#### DATA SUPPLIED
--- Start ---

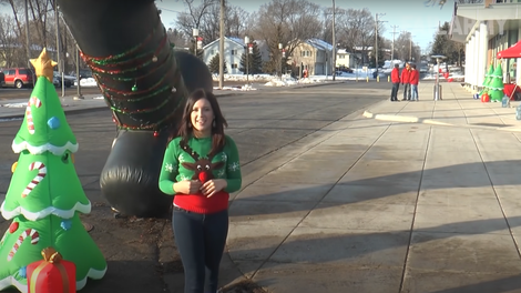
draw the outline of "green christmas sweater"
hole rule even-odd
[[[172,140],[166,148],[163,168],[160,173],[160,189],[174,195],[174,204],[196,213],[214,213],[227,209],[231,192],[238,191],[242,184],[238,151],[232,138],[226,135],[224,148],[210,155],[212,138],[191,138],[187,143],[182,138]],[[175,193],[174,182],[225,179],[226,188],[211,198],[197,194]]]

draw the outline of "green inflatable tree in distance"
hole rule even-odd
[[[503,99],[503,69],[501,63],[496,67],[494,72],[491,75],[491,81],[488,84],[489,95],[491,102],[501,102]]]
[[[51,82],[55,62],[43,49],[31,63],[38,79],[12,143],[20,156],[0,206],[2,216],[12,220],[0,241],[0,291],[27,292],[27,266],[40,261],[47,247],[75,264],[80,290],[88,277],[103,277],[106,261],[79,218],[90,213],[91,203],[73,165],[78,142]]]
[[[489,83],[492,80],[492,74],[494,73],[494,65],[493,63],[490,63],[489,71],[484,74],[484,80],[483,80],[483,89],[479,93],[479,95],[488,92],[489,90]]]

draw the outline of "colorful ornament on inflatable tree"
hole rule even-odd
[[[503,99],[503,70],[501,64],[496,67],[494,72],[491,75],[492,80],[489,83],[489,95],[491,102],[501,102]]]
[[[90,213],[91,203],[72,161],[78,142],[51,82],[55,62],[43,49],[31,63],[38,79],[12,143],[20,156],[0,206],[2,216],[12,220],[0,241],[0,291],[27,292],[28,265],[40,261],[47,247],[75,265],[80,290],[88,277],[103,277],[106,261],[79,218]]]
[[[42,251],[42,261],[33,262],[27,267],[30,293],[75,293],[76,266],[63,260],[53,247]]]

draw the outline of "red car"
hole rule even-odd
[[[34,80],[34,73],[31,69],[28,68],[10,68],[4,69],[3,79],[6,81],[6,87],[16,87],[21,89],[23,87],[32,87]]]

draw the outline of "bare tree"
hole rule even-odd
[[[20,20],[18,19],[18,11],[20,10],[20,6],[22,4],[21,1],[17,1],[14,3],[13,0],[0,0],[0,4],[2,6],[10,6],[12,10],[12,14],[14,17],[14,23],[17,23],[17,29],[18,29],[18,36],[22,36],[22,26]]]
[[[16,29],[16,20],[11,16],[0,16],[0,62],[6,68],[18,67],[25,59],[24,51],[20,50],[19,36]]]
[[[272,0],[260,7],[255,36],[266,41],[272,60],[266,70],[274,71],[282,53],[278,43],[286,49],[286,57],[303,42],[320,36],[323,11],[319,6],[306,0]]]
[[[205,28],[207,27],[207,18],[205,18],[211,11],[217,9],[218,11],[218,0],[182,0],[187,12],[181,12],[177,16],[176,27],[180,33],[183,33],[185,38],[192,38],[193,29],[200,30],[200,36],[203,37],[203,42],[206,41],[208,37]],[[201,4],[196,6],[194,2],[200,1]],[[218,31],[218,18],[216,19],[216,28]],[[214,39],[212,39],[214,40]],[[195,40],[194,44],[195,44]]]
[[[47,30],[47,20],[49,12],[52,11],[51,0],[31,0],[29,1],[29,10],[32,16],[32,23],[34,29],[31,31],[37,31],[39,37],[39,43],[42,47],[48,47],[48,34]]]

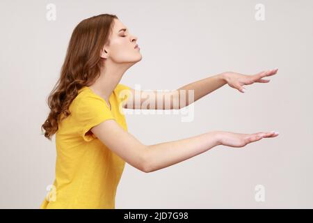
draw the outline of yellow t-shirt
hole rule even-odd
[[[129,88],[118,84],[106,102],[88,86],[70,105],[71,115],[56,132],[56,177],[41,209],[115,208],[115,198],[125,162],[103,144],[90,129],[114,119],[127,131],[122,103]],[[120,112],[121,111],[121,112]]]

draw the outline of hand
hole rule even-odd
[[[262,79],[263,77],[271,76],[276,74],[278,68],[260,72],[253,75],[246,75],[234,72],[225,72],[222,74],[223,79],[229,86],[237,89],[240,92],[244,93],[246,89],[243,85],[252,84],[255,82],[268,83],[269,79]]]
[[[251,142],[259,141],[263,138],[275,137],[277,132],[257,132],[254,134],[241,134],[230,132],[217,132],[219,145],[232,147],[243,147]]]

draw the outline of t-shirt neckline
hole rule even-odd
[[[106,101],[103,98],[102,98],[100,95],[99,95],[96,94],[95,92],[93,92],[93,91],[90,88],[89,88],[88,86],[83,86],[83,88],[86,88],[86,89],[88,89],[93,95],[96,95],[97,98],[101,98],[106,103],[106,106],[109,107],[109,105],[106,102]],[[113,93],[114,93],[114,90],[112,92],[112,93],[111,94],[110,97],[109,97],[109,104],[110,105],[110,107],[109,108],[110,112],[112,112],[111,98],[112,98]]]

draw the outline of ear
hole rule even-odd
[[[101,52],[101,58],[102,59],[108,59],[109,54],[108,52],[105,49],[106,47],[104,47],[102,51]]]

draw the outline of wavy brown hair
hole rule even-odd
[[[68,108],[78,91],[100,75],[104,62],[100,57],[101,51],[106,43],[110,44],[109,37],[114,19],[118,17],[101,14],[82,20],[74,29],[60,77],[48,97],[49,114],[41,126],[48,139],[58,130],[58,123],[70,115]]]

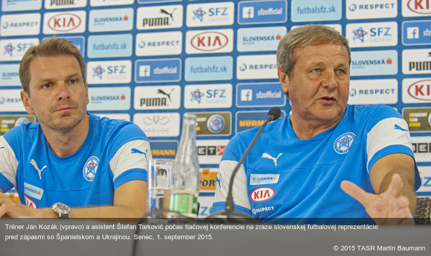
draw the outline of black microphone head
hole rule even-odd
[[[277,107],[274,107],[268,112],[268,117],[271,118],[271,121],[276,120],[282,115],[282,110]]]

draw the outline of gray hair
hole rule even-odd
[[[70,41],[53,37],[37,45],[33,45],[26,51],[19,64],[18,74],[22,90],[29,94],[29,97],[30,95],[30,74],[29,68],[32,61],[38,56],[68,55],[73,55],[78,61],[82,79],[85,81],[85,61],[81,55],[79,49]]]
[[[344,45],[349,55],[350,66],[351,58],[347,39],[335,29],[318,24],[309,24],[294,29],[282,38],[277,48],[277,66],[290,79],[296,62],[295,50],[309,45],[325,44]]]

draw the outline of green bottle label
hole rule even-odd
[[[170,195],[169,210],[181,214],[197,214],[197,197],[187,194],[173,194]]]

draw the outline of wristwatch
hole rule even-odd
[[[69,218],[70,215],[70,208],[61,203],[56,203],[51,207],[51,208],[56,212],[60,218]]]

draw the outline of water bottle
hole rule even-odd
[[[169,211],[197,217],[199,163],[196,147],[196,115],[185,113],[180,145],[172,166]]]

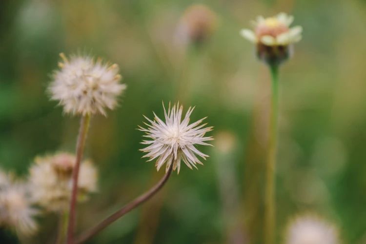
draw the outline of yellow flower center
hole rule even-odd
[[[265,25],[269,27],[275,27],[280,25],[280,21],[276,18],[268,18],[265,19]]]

--- End ---
--- Start ---

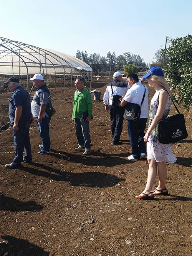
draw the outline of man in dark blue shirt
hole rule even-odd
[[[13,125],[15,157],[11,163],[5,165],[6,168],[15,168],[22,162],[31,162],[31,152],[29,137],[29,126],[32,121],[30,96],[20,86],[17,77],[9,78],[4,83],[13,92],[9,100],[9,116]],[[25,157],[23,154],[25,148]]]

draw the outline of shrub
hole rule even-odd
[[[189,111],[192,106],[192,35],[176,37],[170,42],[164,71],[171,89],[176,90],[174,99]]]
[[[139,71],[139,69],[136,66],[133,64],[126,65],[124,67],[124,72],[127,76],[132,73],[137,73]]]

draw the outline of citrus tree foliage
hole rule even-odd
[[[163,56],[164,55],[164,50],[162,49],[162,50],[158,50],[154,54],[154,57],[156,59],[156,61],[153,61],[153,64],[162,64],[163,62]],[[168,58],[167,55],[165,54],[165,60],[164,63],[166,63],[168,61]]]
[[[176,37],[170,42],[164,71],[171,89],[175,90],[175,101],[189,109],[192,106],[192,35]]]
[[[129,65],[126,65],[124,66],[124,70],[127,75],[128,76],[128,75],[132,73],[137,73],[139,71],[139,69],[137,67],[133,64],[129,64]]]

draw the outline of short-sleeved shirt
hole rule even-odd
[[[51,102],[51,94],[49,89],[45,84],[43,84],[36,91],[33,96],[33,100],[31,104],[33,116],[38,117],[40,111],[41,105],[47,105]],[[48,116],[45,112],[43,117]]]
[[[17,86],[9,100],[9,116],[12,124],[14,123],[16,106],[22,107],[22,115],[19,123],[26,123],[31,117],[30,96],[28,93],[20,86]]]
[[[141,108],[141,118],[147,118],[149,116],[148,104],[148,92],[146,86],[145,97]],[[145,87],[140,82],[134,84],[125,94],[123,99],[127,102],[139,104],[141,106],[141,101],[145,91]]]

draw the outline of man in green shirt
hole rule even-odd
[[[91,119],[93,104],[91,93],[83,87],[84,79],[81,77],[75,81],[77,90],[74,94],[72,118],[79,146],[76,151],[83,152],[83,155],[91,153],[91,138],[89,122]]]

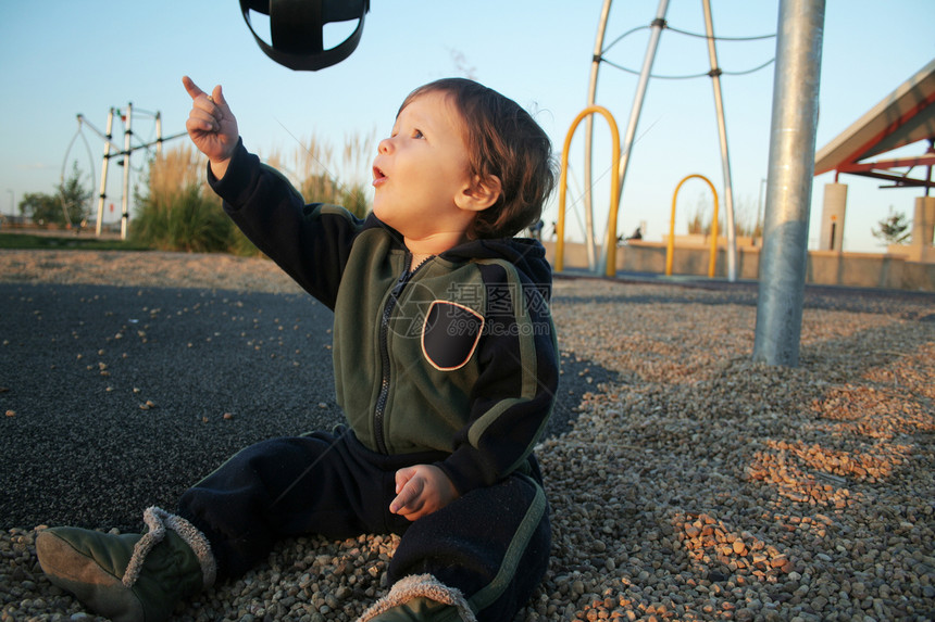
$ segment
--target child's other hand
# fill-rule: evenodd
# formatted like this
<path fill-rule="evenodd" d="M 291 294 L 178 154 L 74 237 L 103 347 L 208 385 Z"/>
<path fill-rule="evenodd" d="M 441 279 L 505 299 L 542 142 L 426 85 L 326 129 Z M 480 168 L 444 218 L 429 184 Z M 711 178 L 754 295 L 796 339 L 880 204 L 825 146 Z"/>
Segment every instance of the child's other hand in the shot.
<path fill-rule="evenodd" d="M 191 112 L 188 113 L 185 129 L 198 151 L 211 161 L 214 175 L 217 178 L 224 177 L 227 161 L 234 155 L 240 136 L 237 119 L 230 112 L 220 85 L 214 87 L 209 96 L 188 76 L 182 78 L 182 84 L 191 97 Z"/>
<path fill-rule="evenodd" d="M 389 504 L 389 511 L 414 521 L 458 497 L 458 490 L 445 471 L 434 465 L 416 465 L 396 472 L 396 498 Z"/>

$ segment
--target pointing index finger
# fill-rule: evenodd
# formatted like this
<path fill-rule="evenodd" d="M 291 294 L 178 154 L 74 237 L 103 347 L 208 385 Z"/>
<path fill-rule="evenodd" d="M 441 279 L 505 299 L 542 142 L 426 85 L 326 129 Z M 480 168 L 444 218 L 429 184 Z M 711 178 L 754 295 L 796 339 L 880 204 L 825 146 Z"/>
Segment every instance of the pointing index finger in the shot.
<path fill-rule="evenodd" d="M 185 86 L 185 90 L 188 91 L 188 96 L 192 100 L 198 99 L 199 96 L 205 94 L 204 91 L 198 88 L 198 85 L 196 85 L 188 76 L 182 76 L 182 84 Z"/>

--- End ---

#### TASK TO COMPLETE
Arrange the stretch of the listing above, from the line containing "draw the outline of short-sleeved shirt" through the line containing "389 504 L 389", as a two-column CSV with the headers instruction and result, giving one row per instruction paired with its answer. Put each value in a single quoted field with line breaks replaced by spaces, and leave the pictures out.

#### TASK SOLUTION
instruction,result
"draw the outline of short-sleeved shirt hole rule even-odd","[[[51,102],[51,94],[49,89],[45,84],[43,84],[36,91],[33,96],[33,100],[31,104],[33,116],[38,117],[40,111],[41,105],[47,105]],[[48,116],[45,112],[43,117]]] [[[17,86],[9,100],[9,116],[12,124],[14,123],[16,106],[22,107],[22,115],[19,123],[26,123],[31,117],[30,96],[28,93],[20,86]]] [[[141,108],[141,118],[147,118],[149,116],[148,104],[148,92],[146,86],[145,97]],[[145,87],[140,82],[134,84],[125,94],[123,99],[127,102],[139,104],[141,106],[141,101],[145,91]]]"
"draw the outline of man in green shirt hole rule even-odd","[[[91,119],[93,104],[91,93],[83,87],[84,79],[81,77],[75,81],[77,90],[74,94],[72,118],[79,146],[76,151],[83,152],[83,155],[91,153],[91,138],[89,122]]]"
"$ segment --target child's other hand # fill-rule: evenodd # formatted like this <path fill-rule=""evenodd"" d=""M 291 294 L 178 154 L 74 237 L 103 347 L 208 385 Z""/> <path fill-rule=""evenodd"" d=""M 441 279 L 505 299 L 542 142 L 426 85 L 326 129 Z M 480 168 L 444 218 L 429 184 Z M 711 178 L 754 295 L 796 339 L 880 204 L 825 146 Z""/> Segment every instance of the child's other hand in the shot.","<path fill-rule=""evenodd"" d=""M 191 112 L 188 113 L 185 129 L 198 151 L 211 161 L 214 175 L 217 178 L 224 177 L 227 161 L 234 155 L 240 136 L 237 119 L 230 112 L 220 85 L 214 87 L 209 96 L 188 76 L 182 78 L 182 84 L 191 97 Z""/> <path fill-rule=""evenodd"" d=""M 389 504 L 389 511 L 414 521 L 458 497 L 458 490 L 445 471 L 434 465 L 416 465 L 396 472 L 396 498 Z""/>"